(Coordinate labeling data)
-=-=-
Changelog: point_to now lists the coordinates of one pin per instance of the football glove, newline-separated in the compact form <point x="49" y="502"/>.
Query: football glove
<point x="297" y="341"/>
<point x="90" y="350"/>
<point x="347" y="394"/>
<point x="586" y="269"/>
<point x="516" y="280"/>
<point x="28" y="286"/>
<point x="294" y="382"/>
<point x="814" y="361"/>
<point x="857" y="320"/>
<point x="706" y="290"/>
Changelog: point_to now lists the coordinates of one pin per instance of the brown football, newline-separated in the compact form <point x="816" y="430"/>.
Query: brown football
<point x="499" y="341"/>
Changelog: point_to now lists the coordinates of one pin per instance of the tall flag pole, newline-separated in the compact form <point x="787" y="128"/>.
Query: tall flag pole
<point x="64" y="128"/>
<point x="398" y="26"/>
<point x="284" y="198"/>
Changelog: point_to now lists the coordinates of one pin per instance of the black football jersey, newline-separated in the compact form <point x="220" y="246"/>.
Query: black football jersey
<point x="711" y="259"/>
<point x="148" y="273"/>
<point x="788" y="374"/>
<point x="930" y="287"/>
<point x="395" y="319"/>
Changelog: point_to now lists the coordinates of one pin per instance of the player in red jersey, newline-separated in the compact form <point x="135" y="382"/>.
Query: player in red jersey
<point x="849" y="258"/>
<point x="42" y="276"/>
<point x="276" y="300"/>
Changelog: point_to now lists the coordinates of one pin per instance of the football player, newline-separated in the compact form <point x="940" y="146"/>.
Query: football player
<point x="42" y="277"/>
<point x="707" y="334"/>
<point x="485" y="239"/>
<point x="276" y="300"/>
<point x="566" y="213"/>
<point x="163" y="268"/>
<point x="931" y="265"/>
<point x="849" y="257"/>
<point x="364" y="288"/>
-=-=-
Your goal
Reproduce the listing above in full, switching every occurrence of "Query" to "Search term" and leaving everything else unchanged.

Task output
Changelog: point_to now lists the coordinates of one pin per instance of the football glove, newline-separated in the compact form <point x="49" y="502"/>.
Search term: football glove
<point x="297" y="341"/>
<point x="90" y="350"/>
<point x="347" y="394"/>
<point x="586" y="269"/>
<point x="516" y="280"/>
<point x="28" y="286"/>
<point x="294" y="382"/>
<point x="814" y="361"/>
<point x="857" y="320"/>
<point x="706" y="290"/>
Changelog: point_to now lists the coordinates of one pin per instance of the brown football, newline-separated in the compact form <point x="816" y="430"/>.
Search term: brown football
<point x="499" y="341"/>
Changelog: point_to now lists the coordinates of one pin per instance of the tall flag pole, newline-separated in the compact form <point x="787" y="128"/>.
Search term: tall flag pole
<point x="64" y="128"/>
<point x="398" y="26"/>
<point x="284" y="198"/>
Changelog: point_to now lists the coordinates of one pin per instance of the black football jersey, newline-separated in the compact form <point x="220" y="246"/>.
Search term: black football jersey
<point x="711" y="259"/>
<point x="148" y="273"/>
<point x="788" y="374"/>
<point x="930" y="287"/>
<point x="395" y="319"/>
Changelog: point_to now lists the coordinates of one pin per instance of the player in red jersey, newline-separated in the compact form <point x="135" y="382"/>.
Search term: player in red jersey
<point x="849" y="258"/>
<point x="42" y="276"/>
<point x="276" y="300"/>
Changelog: point_to now lists the coordinates of one pin per instance of the football player, newline-separated in the compact form <point x="940" y="146"/>.
Search term: football player
<point x="42" y="277"/>
<point x="707" y="334"/>
<point x="485" y="239"/>
<point x="276" y="300"/>
<point x="566" y="213"/>
<point x="163" y="268"/>
<point x="931" y="265"/>
<point x="849" y="257"/>
<point x="364" y="288"/>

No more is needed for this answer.